» Exercise directions: The required output is the exact run of lines from the one that contains "Here is your task: find all instances of black gloves" to the end of the data, with every picture left out.

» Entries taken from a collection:
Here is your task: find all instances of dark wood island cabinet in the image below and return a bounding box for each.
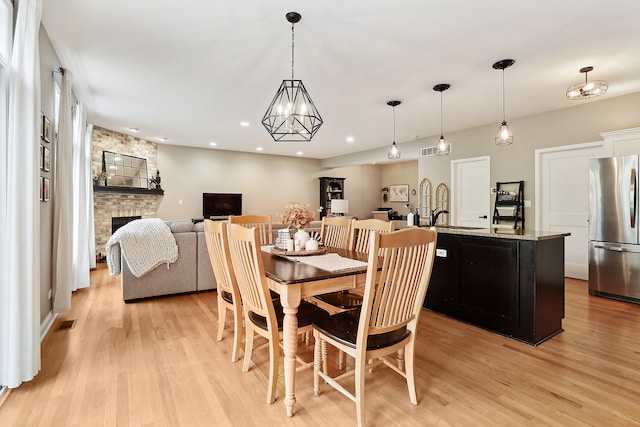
[423,227,570,346]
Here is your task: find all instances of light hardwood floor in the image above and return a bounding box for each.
[1,264,640,426]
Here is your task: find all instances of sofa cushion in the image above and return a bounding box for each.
[166,220,195,233]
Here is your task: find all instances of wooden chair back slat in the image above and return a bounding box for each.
[321,216,354,249]
[229,214,273,245]
[350,219,394,253]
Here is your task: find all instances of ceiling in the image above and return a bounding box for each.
[41,1,640,162]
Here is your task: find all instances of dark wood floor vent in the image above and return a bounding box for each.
[57,320,77,331]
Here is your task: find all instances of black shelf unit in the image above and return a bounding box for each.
[492,181,524,229]
[319,177,345,219]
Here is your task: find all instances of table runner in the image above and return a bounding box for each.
[261,245,368,272]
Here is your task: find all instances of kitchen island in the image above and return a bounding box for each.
[423,226,570,346]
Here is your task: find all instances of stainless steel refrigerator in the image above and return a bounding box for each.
[589,155,640,303]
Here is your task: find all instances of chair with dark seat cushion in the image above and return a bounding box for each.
[226,223,329,404]
[312,227,438,427]
[204,220,243,363]
[314,219,394,311]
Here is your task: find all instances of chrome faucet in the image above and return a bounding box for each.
[429,208,449,226]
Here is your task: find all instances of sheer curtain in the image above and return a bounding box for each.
[71,102,91,291]
[0,0,42,388]
[52,70,73,313]
[86,124,96,270]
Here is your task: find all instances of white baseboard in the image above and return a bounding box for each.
[40,311,57,342]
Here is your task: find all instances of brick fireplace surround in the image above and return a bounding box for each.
[92,126,161,256]
[93,193,161,257]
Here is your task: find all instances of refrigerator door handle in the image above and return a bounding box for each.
[632,168,637,229]
[593,244,638,253]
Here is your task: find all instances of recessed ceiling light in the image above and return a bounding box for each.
[209,142,217,146]
[346,136,355,143]
[128,127,139,133]
[256,147,263,151]
[296,151,303,156]
[155,137,168,142]
[240,121,250,127]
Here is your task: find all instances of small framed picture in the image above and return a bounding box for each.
[43,177,50,202]
[40,176,44,201]
[389,184,409,202]
[43,146,50,172]
[43,115,51,143]
[40,145,44,170]
[40,112,44,138]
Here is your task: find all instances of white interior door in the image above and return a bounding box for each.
[451,156,491,227]
[536,142,607,280]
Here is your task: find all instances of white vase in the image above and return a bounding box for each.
[294,228,310,249]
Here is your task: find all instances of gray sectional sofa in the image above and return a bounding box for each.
[120,219,321,302]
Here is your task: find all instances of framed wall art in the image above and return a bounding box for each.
[389,184,409,202]
[43,177,50,202]
[40,145,44,170]
[40,176,44,201]
[43,146,50,172]
[43,114,51,143]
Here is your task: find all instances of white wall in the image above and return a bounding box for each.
[417,92,640,223]
[156,145,392,222]
[39,26,61,323]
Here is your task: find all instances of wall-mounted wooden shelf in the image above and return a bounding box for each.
[93,185,164,195]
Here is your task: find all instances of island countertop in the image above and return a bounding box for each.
[429,226,570,241]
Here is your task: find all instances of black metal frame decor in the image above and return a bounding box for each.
[262,12,323,142]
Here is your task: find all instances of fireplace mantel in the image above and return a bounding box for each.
[93,185,164,195]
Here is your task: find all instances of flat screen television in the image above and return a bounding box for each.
[202,193,242,218]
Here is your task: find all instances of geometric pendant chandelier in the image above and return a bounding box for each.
[262,12,323,142]
[566,66,608,100]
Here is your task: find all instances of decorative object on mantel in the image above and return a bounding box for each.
[566,66,608,100]
[262,11,323,142]
[149,170,162,189]
[94,170,110,187]
[387,100,402,160]
[493,58,515,146]
[433,83,451,155]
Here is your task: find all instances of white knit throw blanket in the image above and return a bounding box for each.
[106,218,178,277]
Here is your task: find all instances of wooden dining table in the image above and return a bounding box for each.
[261,247,370,417]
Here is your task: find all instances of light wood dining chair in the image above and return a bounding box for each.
[203,220,243,363]
[350,218,395,253]
[226,223,329,404]
[229,214,273,245]
[312,227,438,427]
[314,219,395,313]
[320,216,354,249]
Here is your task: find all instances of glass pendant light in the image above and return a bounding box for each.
[262,12,323,142]
[387,100,401,160]
[566,66,608,100]
[433,83,451,155]
[493,59,515,146]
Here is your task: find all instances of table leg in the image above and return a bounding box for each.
[278,286,301,417]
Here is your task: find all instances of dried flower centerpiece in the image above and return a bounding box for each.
[281,202,319,230]
[280,202,322,250]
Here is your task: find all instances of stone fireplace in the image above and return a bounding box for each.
[92,126,162,258]
[93,192,162,257]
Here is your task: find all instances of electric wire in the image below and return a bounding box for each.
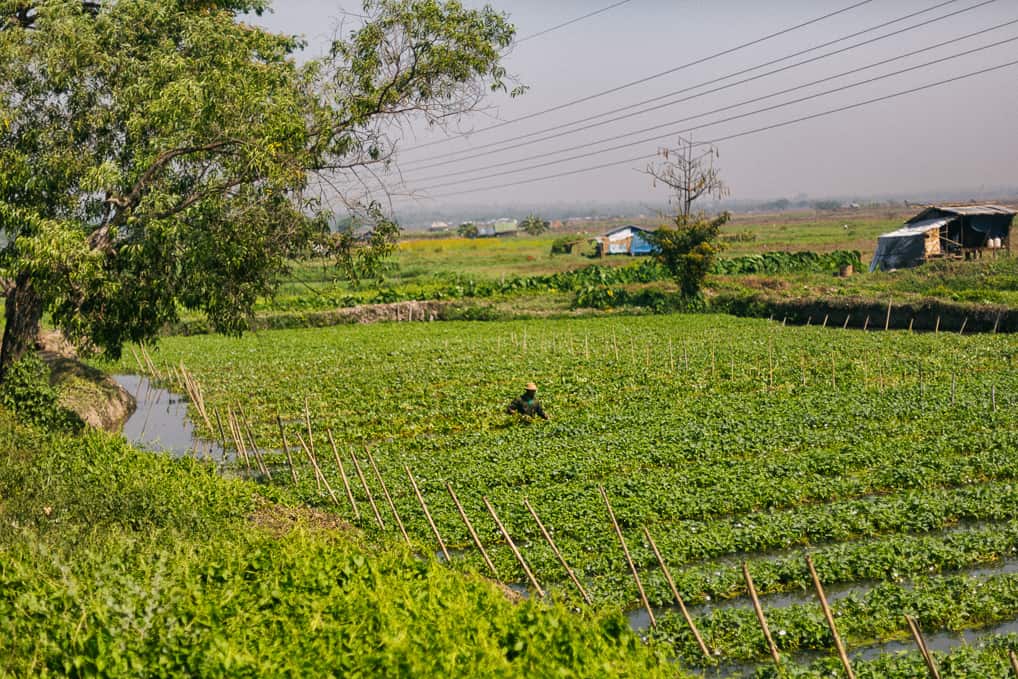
[401,0,993,171]
[405,32,1018,192]
[400,0,877,152]
[397,57,1018,200]
[514,0,635,44]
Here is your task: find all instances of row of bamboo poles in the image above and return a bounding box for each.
[130,347,1009,676]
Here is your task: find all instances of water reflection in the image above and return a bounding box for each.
[113,374,225,460]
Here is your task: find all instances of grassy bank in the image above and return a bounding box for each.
[0,409,674,677]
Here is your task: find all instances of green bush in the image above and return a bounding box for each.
[0,353,82,433]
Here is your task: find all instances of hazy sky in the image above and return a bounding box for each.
[250,0,1018,213]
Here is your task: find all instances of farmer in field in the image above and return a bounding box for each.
[506,382,550,420]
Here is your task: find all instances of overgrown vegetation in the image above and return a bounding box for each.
[0,353,82,432]
[0,408,674,677]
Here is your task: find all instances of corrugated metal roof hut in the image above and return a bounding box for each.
[592,225,657,257]
[869,204,1016,272]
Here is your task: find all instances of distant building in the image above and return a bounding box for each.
[591,225,657,257]
[476,218,518,238]
[869,204,1016,272]
[429,221,450,232]
[493,218,518,237]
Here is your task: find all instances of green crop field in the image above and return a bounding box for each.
[266,213,898,311]
[112,313,1018,676]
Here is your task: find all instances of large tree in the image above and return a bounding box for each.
[0,0,516,377]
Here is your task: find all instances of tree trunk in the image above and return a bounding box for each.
[0,273,44,381]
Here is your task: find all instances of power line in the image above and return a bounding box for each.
[514,0,635,44]
[400,0,876,153]
[405,32,1018,192]
[398,57,1018,200]
[404,17,1017,183]
[326,3,635,44]
[401,0,991,172]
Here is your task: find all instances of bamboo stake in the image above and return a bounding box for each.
[368,448,409,545]
[406,465,450,562]
[909,318,915,333]
[446,482,497,577]
[905,615,941,679]
[959,317,968,335]
[483,496,543,597]
[240,408,271,479]
[130,346,145,375]
[140,344,160,381]
[805,555,854,679]
[295,432,341,507]
[843,314,851,329]
[643,527,710,659]
[935,315,941,333]
[806,315,812,326]
[277,413,298,485]
[326,430,360,520]
[599,486,655,627]
[822,314,829,328]
[304,399,321,493]
[1008,649,1018,676]
[743,562,781,670]
[213,407,228,458]
[227,408,251,472]
[227,409,247,467]
[180,364,210,429]
[885,300,892,331]
[524,498,591,604]
[994,312,1002,334]
[350,448,384,529]
[863,315,870,331]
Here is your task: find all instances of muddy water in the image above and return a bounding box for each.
[114,374,226,460]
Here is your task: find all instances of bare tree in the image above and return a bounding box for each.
[644,135,729,218]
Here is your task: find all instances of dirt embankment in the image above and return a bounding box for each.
[721,294,1018,333]
[36,331,135,432]
[171,299,478,335]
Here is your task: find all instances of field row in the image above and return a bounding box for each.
[117,314,1018,672]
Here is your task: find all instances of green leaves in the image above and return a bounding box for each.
[0,407,672,677]
[647,212,731,297]
[0,0,517,369]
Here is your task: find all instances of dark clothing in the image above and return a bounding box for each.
[507,393,548,420]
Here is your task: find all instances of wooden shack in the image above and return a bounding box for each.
[869,204,1016,272]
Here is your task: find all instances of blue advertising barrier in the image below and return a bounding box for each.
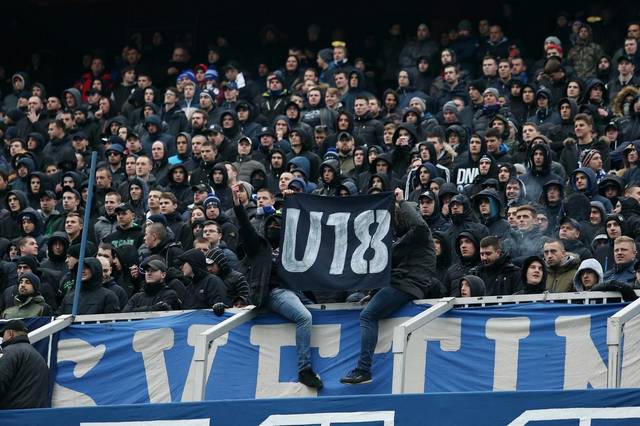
[6,388,640,426]
[50,302,636,406]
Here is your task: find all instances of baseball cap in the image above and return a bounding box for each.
[72,131,89,140]
[617,55,634,64]
[146,259,167,272]
[1,319,29,334]
[418,190,436,201]
[208,124,223,134]
[559,216,581,230]
[115,202,134,213]
[338,131,352,141]
[192,183,210,193]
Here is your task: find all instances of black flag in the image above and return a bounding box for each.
[278,193,393,291]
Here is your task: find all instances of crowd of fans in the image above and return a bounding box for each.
[1,13,640,388]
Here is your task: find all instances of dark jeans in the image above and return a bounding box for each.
[356,287,413,372]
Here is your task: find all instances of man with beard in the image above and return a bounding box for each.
[1,272,52,318]
[335,131,356,175]
[15,96,48,140]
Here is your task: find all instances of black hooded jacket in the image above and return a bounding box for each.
[471,253,522,296]
[167,163,193,213]
[178,249,227,309]
[444,229,487,296]
[516,256,548,294]
[60,257,120,314]
[445,194,490,259]
[521,142,564,202]
[209,163,233,211]
[391,200,444,299]
[433,231,452,284]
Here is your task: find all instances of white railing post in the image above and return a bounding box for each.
[28,315,74,344]
[191,306,258,401]
[606,296,640,388]
[391,297,455,394]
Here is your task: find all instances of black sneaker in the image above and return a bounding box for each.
[298,368,323,389]
[340,369,372,384]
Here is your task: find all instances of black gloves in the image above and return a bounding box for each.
[152,301,171,311]
[212,302,226,316]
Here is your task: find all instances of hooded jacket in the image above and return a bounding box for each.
[178,249,227,309]
[312,159,341,196]
[521,142,564,202]
[40,232,69,273]
[103,222,144,269]
[0,333,50,409]
[459,275,486,297]
[446,194,490,258]
[60,257,120,314]
[433,231,452,284]
[167,163,194,213]
[572,258,604,292]
[0,190,28,240]
[208,163,233,210]
[444,229,487,296]
[517,256,549,294]
[471,189,511,238]
[391,200,444,299]
[569,167,613,212]
[420,193,452,234]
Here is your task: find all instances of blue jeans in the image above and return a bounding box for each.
[266,287,312,372]
[356,287,413,373]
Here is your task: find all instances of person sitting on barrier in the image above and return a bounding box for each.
[341,188,444,385]
[231,182,324,389]
[205,247,249,308]
[573,258,639,301]
[516,256,548,294]
[2,272,52,318]
[60,257,120,314]
[459,275,486,297]
[0,319,50,409]
[177,248,227,316]
[123,259,181,312]
[603,236,638,283]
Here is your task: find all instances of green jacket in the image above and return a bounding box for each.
[2,295,52,319]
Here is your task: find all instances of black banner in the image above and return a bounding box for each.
[278,193,394,291]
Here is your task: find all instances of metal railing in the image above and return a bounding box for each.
[21,290,640,399]
[607,297,640,388]
[189,306,258,401]
[392,297,456,394]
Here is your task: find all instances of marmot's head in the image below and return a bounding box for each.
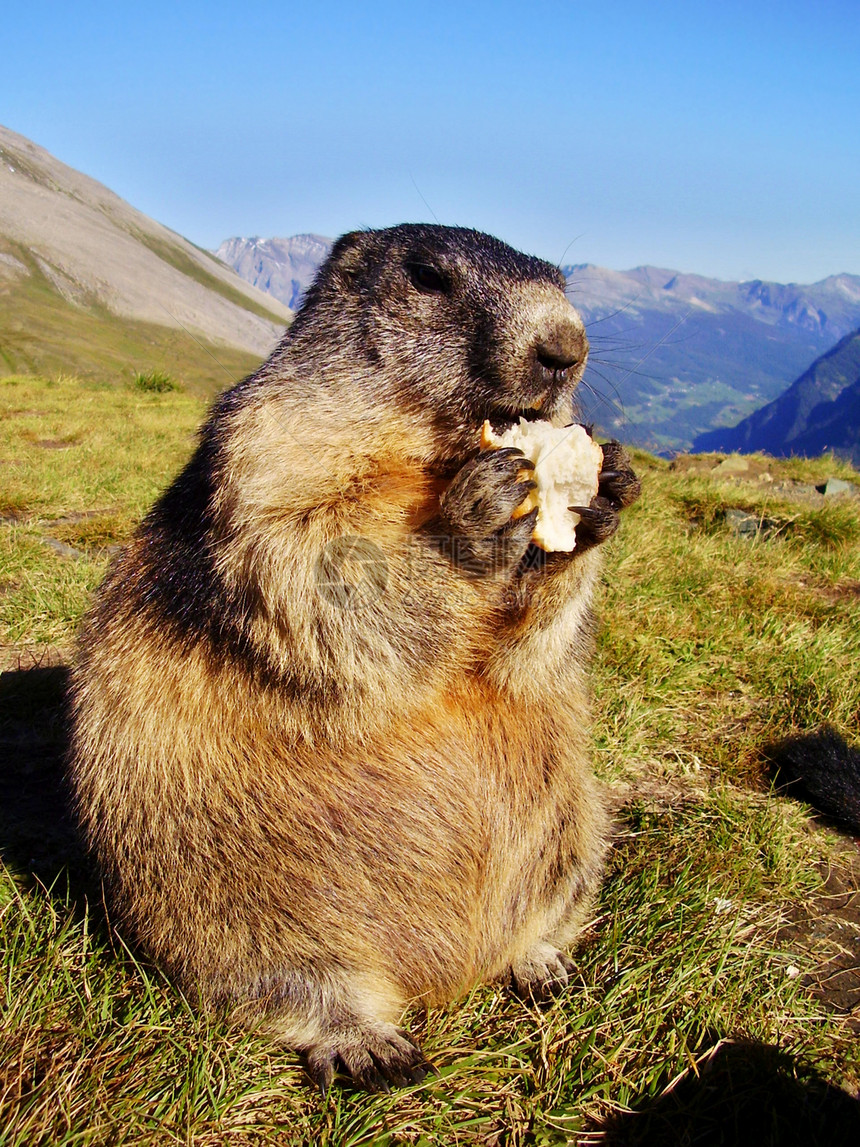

» Exercise output:
Here is your task: find all instances of black gloves in the image above and return a bounding box for each.
[152,301,171,311]
[212,302,226,316]
Here is your task: find all instances of hooded jacket in the image above and return a bounding box for each.
[178,249,227,309]
[312,159,341,196]
[521,142,564,202]
[40,232,69,273]
[103,222,144,269]
[0,333,50,409]
[459,275,486,297]
[446,194,490,258]
[60,257,120,314]
[433,231,452,284]
[167,163,194,213]
[572,258,604,292]
[0,190,28,240]
[208,163,233,210]
[444,229,487,296]
[517,256,549,294]
[471,189,511,238]
[391,200,444,299]
[569,167,613,212]
[420,193,452,234]
Here is your task: find all instances of blue jeans in the image above and return a bounding box for each.
[266,287,312,372]
[356,287,413,373]
Here is your task: find all instances of person sitting on barrier in the image above and return a bounding box for each.
[341,188,444,385]
[231,182,324,389]
[205,247,249,308]
[573,258,639,301]
[516,256,548,294]
[2,272,52,318]
[60,257,120,314]
[459,275,486,297]
[0,319,50,409]
[177,248,227,316]
[123,259,181,312]
[603,236,638,283]
Here is your task: find all instances of green jacket in the image above and return a bounding box for each.
[2,295,52,319]
Here is your task: find all instances of black banner in the image above and return a bounding box for each.
[278,193,394,291]
Here is your task: find all instances of metal railing in the image above and return a bounding box for each.
[21,290,640,399]
[607,297,640,388]
[189,306,258,401]
[392,297,456,394]
Here is your task: find all instances of marmot's head in the image below and return a bounding box for each.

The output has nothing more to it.